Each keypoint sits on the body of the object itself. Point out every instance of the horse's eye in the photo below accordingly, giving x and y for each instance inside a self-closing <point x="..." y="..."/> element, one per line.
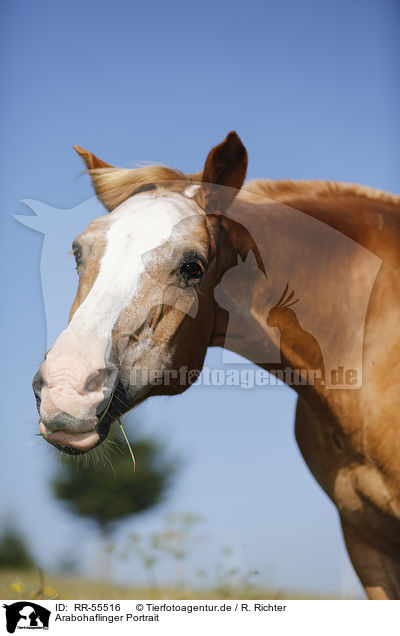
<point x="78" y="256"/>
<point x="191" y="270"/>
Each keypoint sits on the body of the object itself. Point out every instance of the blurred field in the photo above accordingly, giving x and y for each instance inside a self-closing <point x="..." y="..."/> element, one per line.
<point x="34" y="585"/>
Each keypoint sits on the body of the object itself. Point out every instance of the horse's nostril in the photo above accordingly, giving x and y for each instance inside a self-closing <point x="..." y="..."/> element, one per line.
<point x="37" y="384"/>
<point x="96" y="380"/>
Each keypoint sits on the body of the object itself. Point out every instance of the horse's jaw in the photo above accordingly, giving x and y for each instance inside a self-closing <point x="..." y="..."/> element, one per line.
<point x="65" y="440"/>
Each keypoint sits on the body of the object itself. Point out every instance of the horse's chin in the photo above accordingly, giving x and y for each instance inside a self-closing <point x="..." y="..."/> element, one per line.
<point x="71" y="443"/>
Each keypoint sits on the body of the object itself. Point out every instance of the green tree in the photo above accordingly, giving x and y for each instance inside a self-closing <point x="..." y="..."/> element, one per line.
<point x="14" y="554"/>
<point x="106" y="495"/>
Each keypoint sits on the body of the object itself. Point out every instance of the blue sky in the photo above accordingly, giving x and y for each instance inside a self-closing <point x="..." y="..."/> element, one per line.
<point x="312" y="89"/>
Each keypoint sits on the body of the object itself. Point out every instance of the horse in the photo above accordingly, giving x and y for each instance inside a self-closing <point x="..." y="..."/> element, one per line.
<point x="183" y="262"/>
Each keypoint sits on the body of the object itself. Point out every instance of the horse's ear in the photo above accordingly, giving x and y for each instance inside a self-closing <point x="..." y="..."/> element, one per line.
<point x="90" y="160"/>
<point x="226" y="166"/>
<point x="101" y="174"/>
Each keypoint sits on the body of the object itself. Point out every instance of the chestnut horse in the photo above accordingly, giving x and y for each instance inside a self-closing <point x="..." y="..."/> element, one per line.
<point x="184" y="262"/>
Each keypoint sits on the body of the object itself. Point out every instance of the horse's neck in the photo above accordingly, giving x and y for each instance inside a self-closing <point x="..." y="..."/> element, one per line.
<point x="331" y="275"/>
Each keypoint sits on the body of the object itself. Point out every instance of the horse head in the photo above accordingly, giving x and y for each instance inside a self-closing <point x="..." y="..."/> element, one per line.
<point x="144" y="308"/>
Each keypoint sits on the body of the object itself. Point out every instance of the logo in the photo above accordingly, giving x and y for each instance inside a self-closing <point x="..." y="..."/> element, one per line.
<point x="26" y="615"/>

[Task goal]: Rewrite the lines above, swapping "keypoint" for "marker" everywhere and changing nothing else. Leave the pictures out of your version.

[Finished exercise]:
Each marker sits on the body of the object itself. Point out every instance of the horse's eye in the photo below accordingly, giving x and y for each instance inside a self-closing <point x="..." y="..."/> element, one per line.
<point x="78" y="256"/>
<point x="191" y="270"/>
Each marker sits on the body of the object itself. Point out every instance of the blurred field in the photo above accordingly, giving x and y for each instance inside a self-closing <point x="..." y="..."/> element, one per line.
<point x="34" y="585"/>
Each marker sits on the body of the object itself. Point out every instance of the horse's nostril in the photo above accordingly, giving x and y for each instance inside a self-closing <point x="..." y="..."/> element, one per line.
<point x="37" y="384"/>
<point x="96" y="380"/>
Each marker sits on the body of the object itself. Point out every instance of the horse's jaw in the photo above accordingly, giving x and y for each instance inside a self-closing <point x="..." y="..."/> element, one per line.
<point x="65" y="440"/>
Each marker sits on the body of the object itself. Point out every instance of the horse's chin in the photo above accordingly, giving x and y for each instance inside a self-closing <point x="..." y="..."/> element, one per line.
<point x="71" y="443"/>
Each marker sits on the body of the object itself. Point out every instance of the green tree in the photo above accordingly, giving x and y for each instance inside a self-closing <point x="..." y="..."/> element, one per line.
<point x="14" y="554"/>
<point x="106" y="495"/>
Each marker sits on the body of the object itself. Point out every instance of the blue sky in the photo above accordingly, giving x and y for each instance inside a self-closing <point x="..." y="..."/> element, one per line.
<point x="312" y="89"/>
Each marker sits on the body of the object itself. Point out every instance of the horse in the photo above accordingly, giving x and y for each instance inside a self-closing <point x="..." y="..."/> element, one per line.
<point x="183" y="262"/>
Each marker sits on the body of the object itself. Point out every instance of the horse's ear in the photo above accordingly, giving x and y for each instance inside a self-closing <point x="..." y="..."/> element, one per line.
<point x="90" y="160"/>
<point x="226" y="166"/>
<point x="101" y="174"/>
Each marker sits on the body of the object itself. Point out every instance of the chestnut horse in the photo above accordingly, giving x and y for each instance inside a self-closing <point x="..." y="..."/> element, one per line.
<point x="184" y="262"/>
Each marker sits on the body of the object itself. Point out every instance of the horse's neck in the photo above accordingly, giving x and y for each instance inside a self-closing <point x="..." y="..."/> element, one per line.
<point x="331" y="275"/>
Each marker sits on the body of the object itself. Point out every instance of the horse head in the photo above accordingly, giving x and y for each instance inside a self-closing <point x="..." y="..."/> element, one per line.
<point x="144" y="308"/>
Each marker sits on the body of the object itself. Point out every instance of the logo in the photo above accordingly, giving x and y for each instance inside a self-closing <point x="..." y="..."/> element, one per line.
<point x="26" y="615"/>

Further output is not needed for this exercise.